-- PAGE --
Monitoring with MRTG
Home Page Up Using NTP Setup on Windows Windows LAN tips Performance Events Cable modem notes Monitoring with MRTG GPS18 + FreeBSD GPS18 + Windows NTP 4.2.4 vs. 4.2.5 Vista & Windows-7 Timestamp issues After reboot

 

Using MRTG to monitor NTP

I suggest first installing MRTG and become familiar with how to install and configure it on your own system.  You can then add to the MRTG configuration to include timekeeping monitoring and a whole lot more.  The following commands would typically live in your C:\mrtg\bin\ directory.  I have also used MRTG for computer performance measurement, and for a satellite data service signal level and error rate monitoring.
 

Using MRTG on Windows Vista and Windows-7

There are a couple of steps which are needed on Windows-7 (and Windows Vista) which may not be needed on earlier versions of Windows.  This is because software which may not be needed by many users is not installed by default on Windows-7.  You need to:

  • Add the Windows SNMP component (in the Management and Monitoring tools)
  • Add access to the SNMP data for the "public" community
  • Allow read-only access to the SNMP data from any host

These steps are described here.
 

Using fixed scaling and bipolar display

Version for Internet-synced sources, displays +/- 100ms

You need a command-line program to extract the output from an NTP query command.  As MRTG requires Perl, I wrote this program in Perl as well:

File: GetNTP.pl
$ntp_str = `ntpq -c rv $ARGV[0]`;
$val = (split(/\,/,$ntp_str))[20];
$val =~ s/offset=//i;
$val = int ($val + 100);
if ($val < 0) {
  $val = 0;
}
print "0\n";
print "$val\n";
print "0\n";
print "0\n";

To test whether this is working, get a command prompt, CD to C:\mrtg\bin\, and enter the command:

perl  GetNTP.pl  pc-name

pc-name can be this PC, or another one on your network.  You would expect to get back a four-line response:

0
109
0
0

IPv6 note

If you are running version 4.2.4 or earlier of ntp, and you have Windows Vista, Windows-7 or later installed, it's possible that you have both IPv4 and IPv6 working on your network.  The IPv6 is started automatically on these later operating systems.  I found that under these circumstances, using the ntpq <local-pc-name> didn't work, possibly because the ntpd wasn't binding to both the IPv4 and IPv6 addresses (this is still under investigation).  To get this to work properly, I found that you could either:

  • use the IPv4 numeric address in the mrtg.cfg Target line
  • add an entry to \etc\hosts for the PC such as:  192.168.0.5  pc-name
      

Adding a "zero" line in the middle of the graph

By making the MaxBytes and MaxBytes2 values different, you can get MaxBytes plotted as a red dotted line on the graph, nicely indicating the nominal value if you make MaxBytes half MaxBytes2.  So for a 100ms offset from zero for example, you could change the lines as shown below.

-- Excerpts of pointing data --

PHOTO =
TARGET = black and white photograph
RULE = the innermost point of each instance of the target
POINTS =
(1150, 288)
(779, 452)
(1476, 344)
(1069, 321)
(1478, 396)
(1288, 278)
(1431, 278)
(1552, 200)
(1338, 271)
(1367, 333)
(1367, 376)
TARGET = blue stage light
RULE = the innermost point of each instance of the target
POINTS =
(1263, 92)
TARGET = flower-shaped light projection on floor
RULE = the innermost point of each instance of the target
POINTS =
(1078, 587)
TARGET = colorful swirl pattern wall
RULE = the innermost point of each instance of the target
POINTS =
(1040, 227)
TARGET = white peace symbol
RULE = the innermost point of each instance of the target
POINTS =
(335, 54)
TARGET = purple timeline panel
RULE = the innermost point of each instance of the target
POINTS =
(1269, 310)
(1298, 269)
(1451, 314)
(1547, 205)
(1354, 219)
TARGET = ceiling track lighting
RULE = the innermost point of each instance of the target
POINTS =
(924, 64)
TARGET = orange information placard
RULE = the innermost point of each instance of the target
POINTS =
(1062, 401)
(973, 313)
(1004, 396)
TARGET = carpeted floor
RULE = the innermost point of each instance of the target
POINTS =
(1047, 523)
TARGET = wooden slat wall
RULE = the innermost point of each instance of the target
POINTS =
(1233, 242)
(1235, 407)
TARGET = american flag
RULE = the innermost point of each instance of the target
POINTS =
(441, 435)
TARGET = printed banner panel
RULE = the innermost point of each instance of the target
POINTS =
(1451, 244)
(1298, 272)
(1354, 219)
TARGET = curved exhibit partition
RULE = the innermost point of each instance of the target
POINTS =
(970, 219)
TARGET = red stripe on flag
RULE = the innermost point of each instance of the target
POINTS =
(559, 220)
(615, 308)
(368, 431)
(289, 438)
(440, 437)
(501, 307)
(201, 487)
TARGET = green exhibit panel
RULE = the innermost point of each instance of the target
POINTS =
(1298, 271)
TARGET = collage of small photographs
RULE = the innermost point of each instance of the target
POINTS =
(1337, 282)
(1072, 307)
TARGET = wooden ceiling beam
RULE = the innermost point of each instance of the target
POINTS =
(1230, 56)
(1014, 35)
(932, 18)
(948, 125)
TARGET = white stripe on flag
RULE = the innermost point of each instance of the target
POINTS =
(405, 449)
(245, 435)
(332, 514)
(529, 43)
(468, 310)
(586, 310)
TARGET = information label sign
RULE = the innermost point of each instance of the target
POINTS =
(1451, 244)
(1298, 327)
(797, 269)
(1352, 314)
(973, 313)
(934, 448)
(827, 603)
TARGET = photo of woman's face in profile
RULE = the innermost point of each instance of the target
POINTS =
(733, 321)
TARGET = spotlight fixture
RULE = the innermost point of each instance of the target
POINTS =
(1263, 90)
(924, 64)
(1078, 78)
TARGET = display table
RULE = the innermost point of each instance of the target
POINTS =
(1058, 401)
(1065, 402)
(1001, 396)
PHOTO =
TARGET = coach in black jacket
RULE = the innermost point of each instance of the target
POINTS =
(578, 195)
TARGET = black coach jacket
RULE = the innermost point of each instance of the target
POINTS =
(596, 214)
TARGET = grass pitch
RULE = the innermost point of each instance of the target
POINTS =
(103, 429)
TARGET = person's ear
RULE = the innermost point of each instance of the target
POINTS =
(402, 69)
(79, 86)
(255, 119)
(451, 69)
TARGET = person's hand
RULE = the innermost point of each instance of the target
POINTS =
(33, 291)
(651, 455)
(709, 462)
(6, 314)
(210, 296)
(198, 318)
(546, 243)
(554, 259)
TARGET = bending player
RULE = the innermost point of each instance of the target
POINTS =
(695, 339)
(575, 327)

-- YOUR TASKS --
1) On the MRTG monitoring page, which Windows component must be added on Windows-7 and Windows Vista?
2) Proceed with the page on monitoring NTP with MRTG from the point where it stops.

-- ANSWERS TO THE EXERCISE --
1) The Windows SNMP component, found in the Management and Monitoring tools.

2)
  

Extract from mrtg.cfg
Target[odin_ntp]: `perl GetNTP.pl odin`
MaxBytes[odin_ntp]: 100
MaxBytes2[odin_ntp]: 200
Unscaled[odin_ntp]: dwmy
Timezone[odin_ntp]: GMT
Title[odin_ntp]: NTP statistics for Odin - offset from NTP
Options[odin_ntp]: integer, gauge, nopercent, growright
YLegend[odin_ntp]: offset+100 ms
ShortLegend[odin_ntp]: ms
LegendI[odin_ntp]: 
LegendO[odin_ntp]: offset:&nbsp;
Legend1[odin_ntp]: n/a
Legend2[odin_ntp]: time offset in ms, with 100ms offset added to ensure it's positive!
PageTop[odin_ntp]: <H1>NTP -- PC Odin</H1>

Here is a sample of the output, click on the graph for more examples:

 

 

Version for ref-clock-synced sources, displays +/- 3ms

One oddity here is that when specifying 6000 (µs) as the maximum value for the graph, MRTG seemed to set a value slightly greater than the 6ms I wanted, so I had to set the maximum to 5990.  This had the unfortunate effect that when the offset exceeded 6000, the last value less than 6000 was plotted, rather than the 6000 limit.  Hence I changed the Perl script to limit the positive value it returned to 5985 in an attempt to ensure that values over the limit are displayed as such. 

File: GetNTP3000usec.pl
$ntp_str = `ntpq -c rv $ARGV[0]`;
$val = (split(/\,/,$ntp_str))[20];
$val =~ s/offset=//i;
$val = 1000.0 * $val;    # convert to microseconds
$report = int ($val + 3000);
# limit negative value to 0
if ($report < 0) {
  $report = 0;
}
# limit positive value to just under 6000
if ($report > 5985) {
  $report = 5985;
}
print "0\n";
print "$report\n";
print "0\n";
print "$ARGV[0]\n";

Note the MaxBytes and MaxBytes2 values below, for a +/-3ms offset from zero as shown below:

File: narvik-ntp-b.inc
#---------------------------------------------------------------
#	PC Narvik - timekeeping
#---------------------------------------------------------------

Target[narvik_ntp-b]: `perl GetNTP3000usec.pl narvik`
MaxBytes[narvik_ntp-b]: 5990
MaxBytes2[narvik_ntp-b]: 3000
Unscaled[narvik_ntp-b]: dwmy
Title[narvik_ntp-b]: NTP statistics for Narvik - offset from UTC
Options[narvik_ntp-b]: integer, gauge, nopercent, growright
YLegend[narvik_ntp-b]: offset + 3ms
kMG[narvik_ntp-b]: ,ms,,,,
ShortLegend[narvik_ntp-b]: µs
LegendI[narvik_ntp-b]: 
LegendO[narvik_ntp-b]: offset + 3000µs:&nbsp;
Legend1[narvik_ntp-b]: n/a
Legend2[narvik_ntp-b]: time offset in µs, with 3000µs offset added to ensure it's positive.
PageTop[narvik_ntp-b]: <H1>NTP -- PC Narvik</H1>

Here is a sample of the output, click on the graph for more examples:

 

 

Version for ref-clock sources, displays +/- 20µs.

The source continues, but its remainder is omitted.